▶ _DATASET RECORDS_:

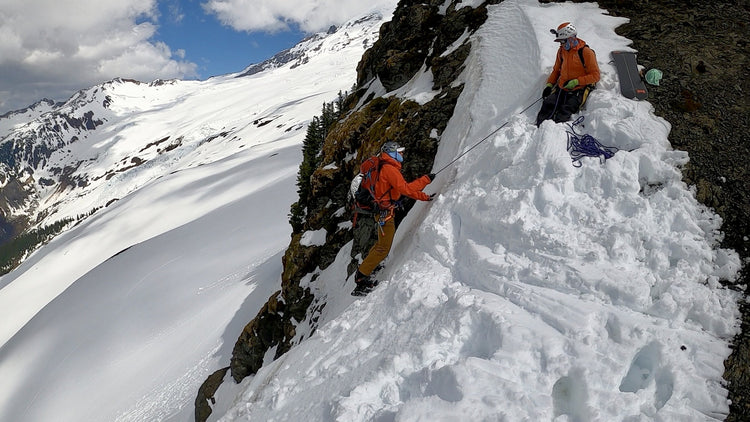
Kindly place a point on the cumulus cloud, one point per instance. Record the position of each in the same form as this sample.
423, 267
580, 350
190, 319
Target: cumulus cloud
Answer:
52, 48
280, 15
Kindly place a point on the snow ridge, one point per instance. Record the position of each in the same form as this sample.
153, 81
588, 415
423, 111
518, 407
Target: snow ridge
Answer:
528, 290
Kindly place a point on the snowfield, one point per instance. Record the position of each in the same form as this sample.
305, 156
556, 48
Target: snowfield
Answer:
529, 290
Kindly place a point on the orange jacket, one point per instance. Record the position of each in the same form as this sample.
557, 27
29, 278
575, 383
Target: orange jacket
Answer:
391, 184
568, 66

▶ _PROBLEM DETAILS_:
Reproduce the entire listing above word for word, leaving out the pictures.

▶ _WRITTEN ANSWER_:
Kindly place a point on the cumulus cloud, one point per instance. Record the position of each in the same form as this sample.
423, 267
580, 350
190, 319
Target: cumulus cloud
Answer:
52, 48
280, 15
Kindly place a point on the snow ridge, one point per instance. Record the position of each in the same form as this sample.
153, 81
588, 415
423, 111
518, 407
Target: snow ridge
Answer:
528, 290
Kindly place a point on the snowfield, one point per instance. Record the position of each in the same form as this sample.
305, 156
556, 48
Target: snowfield
Answer:
529, 290
Kindly place a point on the orange jacket, one point per instance. Record the position of each in the same form as this sample.
557, 27
29, 278
575, 383
Target: orange jacket
Answer:
391, 184
568, 66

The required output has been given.